Contenzioso

Prassi di lavoro scorrette? Dell’infortunio risponde il datore anche se l’ordine è stato dato dal padre

di Mario Gallo

L'avvento del Dlgs 81/2008 ha rappresentato sicuramente un punto di svolta epocale anche nell'approccio adottato della giurisprudenza nel valutare la responsabilità del datore di lavoro in caso d'infortunio. Si è passati, infatti, a un nuovo corso in cui l'elemento della vigilanza sul comportamento dei lavoratori ha sul piatto della bilancia un peso che tende a essere sempre maggiore.

Sotto tale profilo appare sintomatica, quindi, la recente sentenza della Cassazione, quarta seionze penale del 5 settembre 2019, numero 37148, che ha ulteriormente consolidato il proprio orientamento in merito alle prassi di lavoro scorrette con riferimento a un caso che, invero, induce anche a qualche riflessione circa un modus operanti diffuso specie nelle micro e piccole imprese in ordine alla gestione operativa.

Le prassi di lavoro scorrette tollerate
La vicenda processuale affrontata dalla Suprema corte, infatti, riguarda un infortunio avvenuto in un uliveto dove il lavoratore, nel tentare di raccogliere le olive, si era arrampicato sul tronco di una pianta da cui era caduto riportando la frattura di alcune vertebre.
Di tale infortunio il tribunale di Taranto e la Corte di appello di Lecce hanno ritenuto responsabile il datore di lavoro del reato di lesioni personali colpose gravi, di cui all'articolo 590 del codice penale, per non aver dotato il lavoratore d'idonei mezzi di lavoro nell'attività di bacchiatura.
Il datore ha proposto ricorso per Cassazione, ma i giudici di legittimità hanno confermato la condanna rilevando che nessun vizio è rinvenibile nella sentenza della Corte territoriale.
• • • • • • •
— DOMANDE —
**A.** Rispondi alle seguenti domande sull'articolo relativo all'infortunio nell'uliveto.
(i) Quale decreto legislativo viene indicato come punto di svolta epocale?
(ii) Che cosa stava tentando di fare il lavoratore quando si è arrampicato sul tronco?
(iii) Quali giudici hanno ritenuto responsabile il datore di lavoro prima del ricorso per Cassazione?
**B.** Fornisci il seguito dell'articolo sull'infortunio nell'uliveto, riprendendo dopo la sua ultima frase.
I record non hanno alcun ruolo in questa parte.
• • • • • • •
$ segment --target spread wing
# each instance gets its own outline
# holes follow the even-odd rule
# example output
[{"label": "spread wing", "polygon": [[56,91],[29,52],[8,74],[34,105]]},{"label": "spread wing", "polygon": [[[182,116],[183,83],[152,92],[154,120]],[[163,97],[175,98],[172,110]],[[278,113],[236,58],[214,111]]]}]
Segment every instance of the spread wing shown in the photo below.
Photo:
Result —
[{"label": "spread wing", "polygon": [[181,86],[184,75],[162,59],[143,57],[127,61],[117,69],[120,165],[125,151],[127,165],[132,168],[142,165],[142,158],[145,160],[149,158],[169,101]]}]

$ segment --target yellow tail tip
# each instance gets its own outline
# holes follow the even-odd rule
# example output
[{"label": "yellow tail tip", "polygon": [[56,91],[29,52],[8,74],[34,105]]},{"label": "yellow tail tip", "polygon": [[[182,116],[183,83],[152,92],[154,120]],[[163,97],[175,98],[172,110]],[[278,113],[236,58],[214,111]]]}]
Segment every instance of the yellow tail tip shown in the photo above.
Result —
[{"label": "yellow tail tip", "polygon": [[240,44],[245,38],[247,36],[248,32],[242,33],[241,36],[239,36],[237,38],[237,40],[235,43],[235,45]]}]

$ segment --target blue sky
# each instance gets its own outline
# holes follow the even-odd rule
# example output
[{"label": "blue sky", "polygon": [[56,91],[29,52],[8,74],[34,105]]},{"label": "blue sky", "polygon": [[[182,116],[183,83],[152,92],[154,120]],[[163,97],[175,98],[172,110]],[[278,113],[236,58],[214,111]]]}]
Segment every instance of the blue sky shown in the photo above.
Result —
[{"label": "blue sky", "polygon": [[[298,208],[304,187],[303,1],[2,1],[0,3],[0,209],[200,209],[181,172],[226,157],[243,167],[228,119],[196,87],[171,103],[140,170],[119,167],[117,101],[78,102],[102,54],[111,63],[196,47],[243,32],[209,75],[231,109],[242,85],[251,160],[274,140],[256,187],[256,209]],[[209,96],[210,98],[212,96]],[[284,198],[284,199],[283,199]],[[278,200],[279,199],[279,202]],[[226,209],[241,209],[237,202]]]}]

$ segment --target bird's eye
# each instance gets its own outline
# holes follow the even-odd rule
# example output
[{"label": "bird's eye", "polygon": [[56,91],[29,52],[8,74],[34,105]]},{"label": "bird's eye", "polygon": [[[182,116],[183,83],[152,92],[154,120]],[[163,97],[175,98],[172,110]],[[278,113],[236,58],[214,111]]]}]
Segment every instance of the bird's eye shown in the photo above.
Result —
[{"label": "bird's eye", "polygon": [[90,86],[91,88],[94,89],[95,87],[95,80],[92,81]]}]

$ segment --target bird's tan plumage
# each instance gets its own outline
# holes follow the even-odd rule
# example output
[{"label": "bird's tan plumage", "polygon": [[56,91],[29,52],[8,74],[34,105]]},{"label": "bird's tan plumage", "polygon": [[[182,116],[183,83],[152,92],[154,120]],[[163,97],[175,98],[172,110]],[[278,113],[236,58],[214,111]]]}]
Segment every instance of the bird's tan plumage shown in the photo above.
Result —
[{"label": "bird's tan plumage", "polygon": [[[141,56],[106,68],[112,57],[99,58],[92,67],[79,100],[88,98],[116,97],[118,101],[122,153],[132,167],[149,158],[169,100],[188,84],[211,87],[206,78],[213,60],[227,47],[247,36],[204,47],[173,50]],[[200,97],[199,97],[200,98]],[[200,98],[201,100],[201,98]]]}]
• • • • • • •
— RISPOSTE ALL'ESERCIZIO —
**A.**
(i) Il Dlgs 81/2008.
(ii) Stava tentando di raccogliere le olive.
(iii) Il tribunale di Taranto e la Corte di appello di Lecce.

**B.**
In effetti è stato accertato che l'attività di battitura delle olive era ricompresa nelle mansioni svolte e che era usuale che la stessa avvenisse mediante l'utilizzo di bastoni, anche arrampicandosi sulle piante, prassi di lavoro che, tuttavia, si poneva evidentemente in contrasto con le norme antinfortunistiche su lavoro in quota tramite l'impiego di scale.

Direttive di lavoro impartite dal padre del titolare e dovere di vigilanza
Quanto, poi, alla tesi difensiva in base alla quale gli ordini sull'attività da compiere non erano stati impartiti dal datore di lavoro ma da suo padre, i giudici di legittimità hanno ribadito chel'imputato non può essere ritenuto esente da responsabilità per il semplice fatto che le direttive erano di matrice genitoriale.
Infatti, il padre stesso ha ammesso l'esistenza della prassi di lavoro scorretta e di avere fatto ricorso «a quella di salire sugli alberi per la sbattitura delle olive rimaste sulle piante. Sotto diverso aspetto risulta pacifico che al dipendente non venne fornita una scala per salire sulle piante, né tali scale erano presenti nelle dotazioni dell'azienda».
Insomma, l'aver consentito la gestione dell'impresa da parte di un terzo, sia pure genitore del datore di lavoro, non esonera quest'ultimo dalle proprie responsabilità in quanto, sottolinea la Cassazione, proprio su tale figura grava non solo il dovere di predisporre le idonee misure di sicurezza e impartire le direttive da seguire a tale scopo, ma «anche e soprattutto controllarne costantemente il rispetto da parte dei lavoratori, di guisa che sia evitata la superficiale tentazione di trascurarle».

Si tratta, pertanto, della specificazione del dovere generale di vigilanza che incombe sul datore di lavoro e che trova applicazione anche nell'ipotesi in cui gli ordini sull'attività lavorativa da svolgere sono impartiti dal terzo, anche se parente del titolare, situazione questa molto diffusa specie nelle micro e piccole imprese.

Al tempo stesso, però, va anche richiamato il principio di effettività contenuto nell'articolo 299 del Dlgs 81/2008. Quindi in questi casi colui che, senza una formale investitura, esercita sia pur di fatto i poteri propri di datore di lavoro, dirigente e preposto occupa, appunto, di fatto tali posizioni di garanzia.